» **WHAT IS NEEDED**
Give back all of the data verbatim.

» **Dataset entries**
■ ■ ■ ■ ■

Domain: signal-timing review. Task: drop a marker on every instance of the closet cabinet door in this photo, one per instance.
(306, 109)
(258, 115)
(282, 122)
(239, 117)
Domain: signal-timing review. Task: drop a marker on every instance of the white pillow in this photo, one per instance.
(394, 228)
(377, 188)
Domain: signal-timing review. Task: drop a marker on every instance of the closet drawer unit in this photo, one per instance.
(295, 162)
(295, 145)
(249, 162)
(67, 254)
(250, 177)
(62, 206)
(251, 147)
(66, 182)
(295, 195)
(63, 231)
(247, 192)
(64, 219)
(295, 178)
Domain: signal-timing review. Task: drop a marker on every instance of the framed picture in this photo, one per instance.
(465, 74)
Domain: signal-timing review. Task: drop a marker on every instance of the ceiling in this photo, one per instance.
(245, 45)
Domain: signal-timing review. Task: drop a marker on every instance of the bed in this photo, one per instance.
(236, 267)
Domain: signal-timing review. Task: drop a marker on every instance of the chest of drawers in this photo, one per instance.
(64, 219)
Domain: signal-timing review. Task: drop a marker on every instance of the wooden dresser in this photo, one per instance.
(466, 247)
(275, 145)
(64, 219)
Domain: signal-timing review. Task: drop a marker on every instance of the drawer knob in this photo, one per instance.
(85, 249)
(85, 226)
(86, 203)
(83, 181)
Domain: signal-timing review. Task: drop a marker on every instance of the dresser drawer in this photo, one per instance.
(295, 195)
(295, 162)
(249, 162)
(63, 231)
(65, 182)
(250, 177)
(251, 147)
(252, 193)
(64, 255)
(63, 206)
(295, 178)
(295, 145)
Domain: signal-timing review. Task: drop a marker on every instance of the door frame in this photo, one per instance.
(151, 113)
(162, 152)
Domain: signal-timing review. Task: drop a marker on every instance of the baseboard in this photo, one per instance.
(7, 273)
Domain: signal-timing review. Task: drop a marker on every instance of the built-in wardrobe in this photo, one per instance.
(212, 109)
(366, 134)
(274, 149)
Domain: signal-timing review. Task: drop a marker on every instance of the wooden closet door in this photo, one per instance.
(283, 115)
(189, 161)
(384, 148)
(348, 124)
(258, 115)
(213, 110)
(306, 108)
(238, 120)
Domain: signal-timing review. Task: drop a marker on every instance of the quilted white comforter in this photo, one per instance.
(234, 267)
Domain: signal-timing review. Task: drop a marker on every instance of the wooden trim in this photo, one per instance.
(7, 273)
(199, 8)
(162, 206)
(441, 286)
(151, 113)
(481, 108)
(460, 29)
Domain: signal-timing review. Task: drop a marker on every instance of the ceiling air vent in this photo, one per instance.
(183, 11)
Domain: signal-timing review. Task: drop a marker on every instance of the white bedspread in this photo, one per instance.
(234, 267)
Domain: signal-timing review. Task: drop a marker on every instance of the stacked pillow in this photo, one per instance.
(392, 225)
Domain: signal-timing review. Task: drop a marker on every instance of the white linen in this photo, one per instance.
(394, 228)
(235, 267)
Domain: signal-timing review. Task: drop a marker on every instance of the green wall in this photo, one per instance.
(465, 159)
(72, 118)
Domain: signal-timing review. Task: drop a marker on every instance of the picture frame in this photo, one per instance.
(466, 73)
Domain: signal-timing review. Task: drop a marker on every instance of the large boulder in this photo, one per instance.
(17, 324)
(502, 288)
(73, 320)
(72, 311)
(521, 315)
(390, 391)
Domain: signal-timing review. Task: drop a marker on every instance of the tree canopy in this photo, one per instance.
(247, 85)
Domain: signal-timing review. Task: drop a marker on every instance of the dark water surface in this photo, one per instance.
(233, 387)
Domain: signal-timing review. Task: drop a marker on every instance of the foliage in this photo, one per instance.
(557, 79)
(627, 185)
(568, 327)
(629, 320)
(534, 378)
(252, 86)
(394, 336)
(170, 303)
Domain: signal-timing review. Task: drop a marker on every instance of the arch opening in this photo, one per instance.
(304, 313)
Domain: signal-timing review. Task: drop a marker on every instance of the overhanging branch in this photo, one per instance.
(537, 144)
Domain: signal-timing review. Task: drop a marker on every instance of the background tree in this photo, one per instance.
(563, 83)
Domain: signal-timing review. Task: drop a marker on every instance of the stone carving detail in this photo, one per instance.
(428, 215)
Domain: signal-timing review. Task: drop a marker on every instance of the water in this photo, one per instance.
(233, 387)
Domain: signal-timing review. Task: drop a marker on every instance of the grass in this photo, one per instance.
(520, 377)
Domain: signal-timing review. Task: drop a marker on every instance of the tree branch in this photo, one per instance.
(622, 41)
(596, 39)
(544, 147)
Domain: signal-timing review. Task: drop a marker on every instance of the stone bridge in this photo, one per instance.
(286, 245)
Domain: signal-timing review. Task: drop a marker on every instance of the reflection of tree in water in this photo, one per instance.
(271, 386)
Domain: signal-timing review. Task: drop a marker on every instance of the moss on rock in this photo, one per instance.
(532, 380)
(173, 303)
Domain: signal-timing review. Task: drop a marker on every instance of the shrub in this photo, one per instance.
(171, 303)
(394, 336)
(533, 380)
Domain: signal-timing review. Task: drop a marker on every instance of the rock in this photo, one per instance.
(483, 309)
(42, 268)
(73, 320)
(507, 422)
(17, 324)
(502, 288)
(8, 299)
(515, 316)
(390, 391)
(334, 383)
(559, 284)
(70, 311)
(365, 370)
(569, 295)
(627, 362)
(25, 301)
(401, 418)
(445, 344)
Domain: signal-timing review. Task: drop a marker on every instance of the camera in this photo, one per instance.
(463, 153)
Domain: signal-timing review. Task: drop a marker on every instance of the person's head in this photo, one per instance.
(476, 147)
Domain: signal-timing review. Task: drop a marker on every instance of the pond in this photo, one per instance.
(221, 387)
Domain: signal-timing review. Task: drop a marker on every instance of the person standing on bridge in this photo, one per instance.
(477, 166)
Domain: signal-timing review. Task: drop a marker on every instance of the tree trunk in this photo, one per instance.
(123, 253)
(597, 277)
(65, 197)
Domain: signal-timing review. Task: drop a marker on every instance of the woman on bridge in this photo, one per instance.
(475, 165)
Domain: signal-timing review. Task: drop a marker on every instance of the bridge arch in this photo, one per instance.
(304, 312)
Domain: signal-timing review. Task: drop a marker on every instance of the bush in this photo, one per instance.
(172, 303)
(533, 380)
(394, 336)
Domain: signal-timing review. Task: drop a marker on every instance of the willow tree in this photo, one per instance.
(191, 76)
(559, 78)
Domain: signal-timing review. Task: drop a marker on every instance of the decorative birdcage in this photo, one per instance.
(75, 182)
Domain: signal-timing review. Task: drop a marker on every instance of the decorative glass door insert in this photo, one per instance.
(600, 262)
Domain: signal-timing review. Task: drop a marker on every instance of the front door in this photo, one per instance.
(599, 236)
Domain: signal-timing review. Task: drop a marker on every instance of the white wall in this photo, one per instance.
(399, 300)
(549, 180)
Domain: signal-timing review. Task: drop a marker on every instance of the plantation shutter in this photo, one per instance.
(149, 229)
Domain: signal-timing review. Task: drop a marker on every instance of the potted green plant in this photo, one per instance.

■ ■ ■ ■ ■

» **TASK RESULT**
Domain: signal-timing review. Task: drop a marker on every instance of the closet cabinet door in this photo, one per instance.
(306, 109)
(258, 115)
(282, 122)
(239, 117)
Domain: signal-timing review. Task: drop a marker on every instance of the white pillow in this photo, one per instance.
(394, 228)
(377, 188)
Domain: signal-timing review. Task: drop a marker on every instance of the closet drawer unit in this photo, one per instance.
(295, 162)
(295, 145)
(249, 162)
(67, 254)
(250, 177)
(62, 206)
(251, 147)
(66, 182)
(295, 195)
(63, 231)
(247, 192)
(64, 219)
(295, 178)
Domain: signal-timing review. Task: drop a marker on every instance of the framed picture in this photo, one per instance.
(465, 74)
Domain: signal-timing review. Task: drop a marker on every instance of the ceiling in this photo, one per instance.
(245, 45)
Domain: signal-timing review. Task: drop a marker on every instance of the bed in this photo, one per instance.
(236, 267)
Domain: signal-timing review. Task: drop a marker on every instance of the chest of drawers in this photo, one per instance.
(64, 219)
Domain: signal-timing review. Task: drop a marker on every instance of the wooden dresser in this photo, one per instance.
(466, 247)
(275, 145)
(64, 219)
Domain: signal-timing review. Task: drop a marker on every instance of the drawer knob in this photo, one per instance.
(85, 249)
(85, 226)
(86, 203)
(83, 181)
Domain: signal-timing review. Task: drop a marker on every instance of the dresser drawer in this photo, one per instance.
(295, 195)
(295, 162)
(249, 162)
(63, 231)
(65, 182)
(250, 177)
(251, 147)
(252, 193)
(64, 255)
(63, 206)
(295, 178)
(295, 145)
Domain: signal-timing review. Task: drop a marker on every instance of the door frame in this photo, one per instance.
(151, 113)
(162, 152)
Domain: signal-timing review. Task: drop a marker on every instance of the baseboard in this photo, one per instance.
(7, 273)
Domain: signal-timing review. Task: drop a marker on every instance of the built-in wardrobe in this photo, one per instance.
(212, 109)
(366, 134)
(274, 149)
Domain: signal-timing review. Task: drop a marker on every instance of the wooden closet door in this photo, one per instance.
(283, 115)
(189, 161)
(384, 148)
(348, 124)
(258, 115)
(213, 110)
(306, 108)
(238, 120)
Domain: signal-timing review. Task: drop a marker on every instance of the quilted white comforter in this photo, one per instance.
(234, 267)
Domain: signal-timing review. Task: drop a marker on every instance of the wooden trim in this photo, one per instance.
(7, 273)
(199, 8)
(162, 206)
(441, 286)
(151, 113)
(481, 108)
(460, 29)
Domain: signal-timing review. Task: drop a marker on every instance of the ceiling air vent in this photo, one per instance.
(183, 11)
Domain: signal-timing review. Task: drop a marker on every instance of the white bedspread in this photo, one per instance.
(234, 267)
Domain: signal-timing review. Task: drop a marker on every instance of the stacked pillow in this photo, one per instance.
(392, 225)
Domain: signal-timing review. Task: drop a marker on every instance of the white linen in this photo, one per instance.
(394, 228)
(235, 267)
Domain: signal-timing review. Task: drop a marker on every instance of the green wall in this photo, one per instance.
(465, 159)
(72, 118)
Domain: signal-timing review. Task: drop a marker on every instance of the picture frame in this photo, one per instance.
(466, 73)
Domain: signal-timing review. Task: drop a marker on every instance of the large boulder in this photo, one per instance.
(17, 324)
(502, 288)
(73, 320)
(72, 311)
(521, 315)
(390, 391)
Domain: signal-timing review. Task: drop a marker on every instance of the tree canopy in this photo, one per instance.
(247, 85)
Domain: signal-timing review. Task: drop a marker on every instance of the dark water surface in this photo, one per instance.
(233, 387)
Domain: signal-timing review. Task: drop a marker on every instance of the foliage in this photo, one per instance.
(557, 79)
(627, 185)
(568, 327)
(629, 320)
(534, 378)
(252, 86)
(394, 336)
(170, 303)
Domain: signal-timing review. Task: drop a marker on every instance of the arch opening in this photo, one per instance.
(304, 313)
Domain: signal-timing review. Task: drop a marker on every instance of the overhanging branch in this photo, one per instance.
(537, 144)
Domain: signal-timing review. Task: drop a marker on every instance of the background tree in this photo, one per instance.
(563, 83)
Domain: signal-timing review. Task: drop a marker on every instance of the stone carving detail in this photo, one per instance.
(428, 215)
Domain: signal-timing review. Task: drop a marker on every instance of the water in this photo, one per instance.
(233, 387)
Domain: signal-timing review. Task: drop a marker on every instance of the grass in this photo, one per instance.
(520, 377)
Domain: signal-timing review. Task: drop a marker on every instance of the tree branch in this photo, one per instance.
(622, 41)
(596, 39)
(544, 147)
Domain: signal-timing review. Task: drop a marker on every instance of the stone bridge in this photo, one per instance.
(286, 245)
Domain: signal-timing review. Task: drop a marker on every instance of the reflection of tree in water in this photo, one per instance.
(271, 386)
Domain: signal-timing review. Task: drop a marker on every instance of the moss on rock in this photo, one per instance.
(532, 380)
(173, 303)
Domain: signal-timing review. Task: drop a marker on every instance of the shrub in this photo, one per instance.
(171, 303)
(394, 336)
(533, 380)
Domain: signal-timing review. Task: drop a marker on every instance of the rock in this photo, one per instance.
(483, 309)
(42, 268)
(73, 320)
(507, 422)
(17, 324)
(502, 288)
(8, 299)
(515, 316)
(390, 391)
(334, 383)
(559, 284)
(70, 311)
(365, 370)
(569, 295)
(627, 362)
(25, 301)
(401, 418)
(445, 344)
Domain: signal-timing review. Task: drop a marker on every instance of the camera in this photo, one per instance.
(463, 153)
Domain: signal-timing review. Task: drop a marker on every instance of the person's head in this photo, one per instance.
(476, 147)
Domain: signal-timing review. Task: drop a marker on every instance of the pond in this photo, one per instance.
(221, 387)
Domain: signal-timing review. Task: drop a marker on every instance of the person standing on bridge in this photo, one per instance.
(477, 166)
Domain: signal-timing review. Task: drop a marker on every instance of the tree trunk in this photo, one per instance.
(123, 253)
(597, 277)
(65, 197)
Domain: signal-timing review. Task: drop a marker on every instance of the woman on bridge in this photo, one per instance.
(475, 165)
Domain: signal-timing review. Task: drop a marker on every instance of the bridge arch in this photo, one per instance.
(304, 312)
Domain: signal-timing review. Task: drop a marker on every instance of the bush in this photo, one per instance.
(172, 303)
(533, 380)
(394, 336)
Domain: signal-timing review. Task: drop a marker on every instance of the willow tree in this photo, one per instance.
(191, 76)
(559, 78)
Domain: signal-timing review. Task: drop a marker on every instance of the decorative birdcage in this photo, one per instance.
(75, 182)
Domain: signal-timing review. Task: drop a marker on every instance of the decorative glass door insert in this photo, one per instance.
(600, 262)
Domain: signal-timing review. Task: drop a marker on every instance of the front door in this photo, one per instance.
(599, 236)
Domain: signal-timing review. Task: drop a marker on every instance of the white wall in this photo, one per instance.
(399, 300)
(549, 180)
Domain: signal-timing review. Task: drop a marker on every instance of the plantation shutter in this photo, one per instance.
(149, 229)
Domain: signal-timing review. Task: drop a marker on every instance of the potted green plant in this photo, one per instance.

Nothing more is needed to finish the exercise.